# START OF EXTRACT PROVIDED

Description
Tacos Ahogados translate directly to drowned tacos. They are crispy, savory tacos drowned in a deliciously spiced red salsa unlike any other you’ve had before. These drowned tacos will take you through a ride of flavors and textures you didn’t know you needed!
Ingredients
Units
Scale
Tacos:
- 10–12 corn tortillas
- 1 lb plant-based beef or filling of choice (see above)
- 1 tsp garlic powder
- 1 tsp onion powder
- 1 tsp black pepper
- Salt to taste
- 1 tbsp avocado or neutral oil
- 1/4 cup avocado or neutral oil
Salsa:
- 6–8 tomatoes
- 1/2 onion
- 3 garlic cloves, unpeeled
- 3–5 chiles de arbol
- 1 small bay leaf
- 1 tsp dried oregano
- 1 tsp of Better than Bouillon
- 1/2 tsp black pepper
- 1/2 cup water
- Salt to taste
Toppings:
- Shredded cabbage
- Avocado
- Sour cream/Crema
- Cilantro
- Pickled red onions
Instructions
- Roast the tomatoes, onion, and garlic using your air fryer, oven, or stove. If using the air fryer or oven, roast at 400F for 25-30 minutes or until the veggies are blistered and blackened.
- Turn a pan on medium heat and add a bit of oil. Pan-fry the dried chilies on each side for about 1 minute or until they turn a bright red color. Watch closely to avoid burning them. Set them aside to cool off and remove stems and seeds once they are cooled.
- While the veggies are roasting make your filling. Add 1 tbsp oil to the pan add your plant-based meat along with the seasonings and cook for 10-12 minutes until it is golden brown and cooked through.
- Once the veggies are roasted, peel the garlic add all the salsa ingredients into a blender, and blend until smooth. Taste and adjust seasonings to taste. Add extra water if needed. Set aside.

# END OF EXTRACT PROVIDED
# START OF DATASET

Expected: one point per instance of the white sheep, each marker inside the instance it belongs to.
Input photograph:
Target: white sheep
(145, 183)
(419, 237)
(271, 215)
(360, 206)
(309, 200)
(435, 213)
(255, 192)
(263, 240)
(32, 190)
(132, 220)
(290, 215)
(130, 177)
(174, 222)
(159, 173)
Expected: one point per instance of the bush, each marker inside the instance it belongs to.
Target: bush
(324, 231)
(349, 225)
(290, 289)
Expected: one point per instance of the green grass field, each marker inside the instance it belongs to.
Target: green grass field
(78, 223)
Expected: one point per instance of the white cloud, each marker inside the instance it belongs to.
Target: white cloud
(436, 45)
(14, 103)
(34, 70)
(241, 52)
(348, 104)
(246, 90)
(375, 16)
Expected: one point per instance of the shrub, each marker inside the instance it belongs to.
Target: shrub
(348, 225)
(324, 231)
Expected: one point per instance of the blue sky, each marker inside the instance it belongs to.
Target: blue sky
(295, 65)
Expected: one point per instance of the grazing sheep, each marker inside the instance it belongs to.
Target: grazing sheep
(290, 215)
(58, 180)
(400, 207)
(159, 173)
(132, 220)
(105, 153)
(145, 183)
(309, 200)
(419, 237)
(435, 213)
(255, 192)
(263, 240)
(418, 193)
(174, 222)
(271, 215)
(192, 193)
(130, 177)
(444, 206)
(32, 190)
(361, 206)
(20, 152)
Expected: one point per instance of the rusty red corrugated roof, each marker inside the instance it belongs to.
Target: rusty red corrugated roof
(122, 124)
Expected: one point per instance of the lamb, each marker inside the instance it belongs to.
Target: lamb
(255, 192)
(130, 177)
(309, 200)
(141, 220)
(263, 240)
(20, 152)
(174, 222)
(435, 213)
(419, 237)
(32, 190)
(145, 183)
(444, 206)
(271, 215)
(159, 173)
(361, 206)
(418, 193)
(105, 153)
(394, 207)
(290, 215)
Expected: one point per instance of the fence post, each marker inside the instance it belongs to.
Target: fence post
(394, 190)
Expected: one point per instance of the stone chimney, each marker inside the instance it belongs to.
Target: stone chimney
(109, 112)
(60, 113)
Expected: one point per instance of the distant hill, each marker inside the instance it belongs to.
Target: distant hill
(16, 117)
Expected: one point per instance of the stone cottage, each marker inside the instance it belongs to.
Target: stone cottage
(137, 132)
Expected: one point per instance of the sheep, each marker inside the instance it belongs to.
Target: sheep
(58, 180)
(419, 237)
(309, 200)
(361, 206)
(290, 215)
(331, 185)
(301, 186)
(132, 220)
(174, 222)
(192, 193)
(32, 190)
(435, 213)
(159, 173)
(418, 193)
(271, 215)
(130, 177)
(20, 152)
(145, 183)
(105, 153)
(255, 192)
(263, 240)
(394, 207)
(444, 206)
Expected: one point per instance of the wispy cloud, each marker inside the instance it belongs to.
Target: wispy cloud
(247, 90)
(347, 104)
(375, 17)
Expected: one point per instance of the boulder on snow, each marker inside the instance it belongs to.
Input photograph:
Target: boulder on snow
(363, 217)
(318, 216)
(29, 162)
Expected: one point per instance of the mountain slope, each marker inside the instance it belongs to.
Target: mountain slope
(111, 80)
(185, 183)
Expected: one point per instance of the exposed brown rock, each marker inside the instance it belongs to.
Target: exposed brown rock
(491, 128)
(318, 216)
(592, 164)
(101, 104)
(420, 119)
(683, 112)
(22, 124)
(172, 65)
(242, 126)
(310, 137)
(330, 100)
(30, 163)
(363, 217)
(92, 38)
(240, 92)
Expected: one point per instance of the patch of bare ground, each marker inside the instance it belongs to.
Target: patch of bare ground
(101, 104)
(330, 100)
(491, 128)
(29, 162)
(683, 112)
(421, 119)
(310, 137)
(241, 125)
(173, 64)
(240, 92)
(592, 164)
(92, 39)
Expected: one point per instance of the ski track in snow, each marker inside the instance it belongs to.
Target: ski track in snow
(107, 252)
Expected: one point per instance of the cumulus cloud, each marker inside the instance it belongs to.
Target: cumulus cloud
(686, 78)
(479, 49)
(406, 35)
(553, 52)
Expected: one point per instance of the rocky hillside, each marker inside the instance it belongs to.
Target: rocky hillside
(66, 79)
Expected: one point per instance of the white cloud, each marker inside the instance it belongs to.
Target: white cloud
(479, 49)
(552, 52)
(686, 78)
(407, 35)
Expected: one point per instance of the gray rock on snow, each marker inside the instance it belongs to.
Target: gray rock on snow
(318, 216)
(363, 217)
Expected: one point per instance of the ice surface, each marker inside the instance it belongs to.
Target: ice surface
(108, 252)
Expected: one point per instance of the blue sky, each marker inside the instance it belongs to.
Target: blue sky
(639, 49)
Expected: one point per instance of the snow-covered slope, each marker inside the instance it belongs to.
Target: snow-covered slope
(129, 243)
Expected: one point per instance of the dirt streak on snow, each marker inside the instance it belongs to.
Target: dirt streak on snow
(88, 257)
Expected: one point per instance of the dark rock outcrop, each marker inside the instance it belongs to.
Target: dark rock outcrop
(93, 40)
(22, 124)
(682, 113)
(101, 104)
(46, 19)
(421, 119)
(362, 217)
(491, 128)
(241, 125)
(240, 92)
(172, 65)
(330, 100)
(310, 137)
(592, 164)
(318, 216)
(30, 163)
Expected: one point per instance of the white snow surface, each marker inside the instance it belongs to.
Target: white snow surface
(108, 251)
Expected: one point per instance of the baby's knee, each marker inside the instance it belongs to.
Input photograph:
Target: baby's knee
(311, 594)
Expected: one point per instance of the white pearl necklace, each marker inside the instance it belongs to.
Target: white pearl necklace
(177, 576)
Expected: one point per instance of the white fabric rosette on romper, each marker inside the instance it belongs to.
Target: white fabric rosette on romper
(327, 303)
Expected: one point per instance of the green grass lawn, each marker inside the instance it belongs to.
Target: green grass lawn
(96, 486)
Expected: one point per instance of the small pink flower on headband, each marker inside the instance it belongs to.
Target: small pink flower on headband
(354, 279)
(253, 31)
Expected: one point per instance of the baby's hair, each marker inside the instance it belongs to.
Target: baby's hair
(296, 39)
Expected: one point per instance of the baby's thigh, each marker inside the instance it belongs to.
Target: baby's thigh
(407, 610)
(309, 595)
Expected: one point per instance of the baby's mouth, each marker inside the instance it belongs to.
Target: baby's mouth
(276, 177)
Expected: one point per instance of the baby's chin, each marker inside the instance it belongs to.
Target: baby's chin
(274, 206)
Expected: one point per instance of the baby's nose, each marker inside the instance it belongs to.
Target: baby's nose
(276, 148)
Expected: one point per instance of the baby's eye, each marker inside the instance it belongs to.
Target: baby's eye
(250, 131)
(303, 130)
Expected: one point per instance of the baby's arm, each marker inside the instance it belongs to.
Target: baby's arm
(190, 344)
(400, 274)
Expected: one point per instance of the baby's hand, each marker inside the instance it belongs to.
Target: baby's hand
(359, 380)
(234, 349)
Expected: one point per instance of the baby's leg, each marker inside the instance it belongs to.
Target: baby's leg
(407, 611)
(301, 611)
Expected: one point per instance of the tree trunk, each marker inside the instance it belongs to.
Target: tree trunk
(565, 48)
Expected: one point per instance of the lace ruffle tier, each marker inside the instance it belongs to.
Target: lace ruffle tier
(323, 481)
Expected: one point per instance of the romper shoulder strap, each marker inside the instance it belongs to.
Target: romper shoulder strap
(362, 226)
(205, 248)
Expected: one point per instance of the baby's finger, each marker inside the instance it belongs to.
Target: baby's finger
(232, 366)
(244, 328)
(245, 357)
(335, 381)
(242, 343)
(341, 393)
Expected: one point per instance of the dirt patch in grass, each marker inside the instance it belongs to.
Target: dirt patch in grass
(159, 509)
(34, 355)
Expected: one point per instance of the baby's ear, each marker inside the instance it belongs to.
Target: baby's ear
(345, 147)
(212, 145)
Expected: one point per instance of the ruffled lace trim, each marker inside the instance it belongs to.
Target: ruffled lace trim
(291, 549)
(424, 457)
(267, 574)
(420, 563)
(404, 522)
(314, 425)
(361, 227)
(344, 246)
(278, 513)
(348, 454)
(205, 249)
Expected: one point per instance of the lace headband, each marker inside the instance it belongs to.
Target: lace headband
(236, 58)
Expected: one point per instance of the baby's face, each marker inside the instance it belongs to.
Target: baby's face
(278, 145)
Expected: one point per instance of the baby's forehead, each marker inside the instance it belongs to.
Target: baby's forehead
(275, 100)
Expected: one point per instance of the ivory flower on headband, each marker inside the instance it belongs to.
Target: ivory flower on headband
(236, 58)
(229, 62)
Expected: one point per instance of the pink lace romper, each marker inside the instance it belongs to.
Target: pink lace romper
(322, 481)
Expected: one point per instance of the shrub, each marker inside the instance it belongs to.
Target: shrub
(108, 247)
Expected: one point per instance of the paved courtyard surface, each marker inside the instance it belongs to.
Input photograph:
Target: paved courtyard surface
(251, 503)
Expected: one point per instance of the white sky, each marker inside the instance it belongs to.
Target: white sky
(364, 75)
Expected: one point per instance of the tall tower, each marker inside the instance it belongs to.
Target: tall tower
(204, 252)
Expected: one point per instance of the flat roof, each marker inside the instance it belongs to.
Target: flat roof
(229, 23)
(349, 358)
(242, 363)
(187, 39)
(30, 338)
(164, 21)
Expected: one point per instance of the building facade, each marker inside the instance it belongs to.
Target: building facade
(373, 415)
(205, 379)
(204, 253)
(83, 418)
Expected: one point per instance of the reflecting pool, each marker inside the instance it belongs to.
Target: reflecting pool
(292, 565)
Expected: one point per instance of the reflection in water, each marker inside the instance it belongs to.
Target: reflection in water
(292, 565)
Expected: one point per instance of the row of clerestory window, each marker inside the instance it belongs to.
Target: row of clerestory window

# END OF DATASET

■ **SET PROBLEM**
Decide whether each statement agrees with the drowned tacos recipe, giving yes or no along with the deciding words from the recipe, quoted exactly. (a) The garlic cloves for the salsa are listed as unpeeled. (b) In an air fryer or oven, the vegetables roast at 350F. (c) The dried chilies are pan-fried for about 1 minute on each side.

■ **CORRECT RESPONSE**
(a) Yes: "3 garlic cloves, unpeeled"
(b) No: "roast at 400F for 25-30 minutes"
(c) Yes: "Pan-fry the dried chilies on each side for about 1 minute"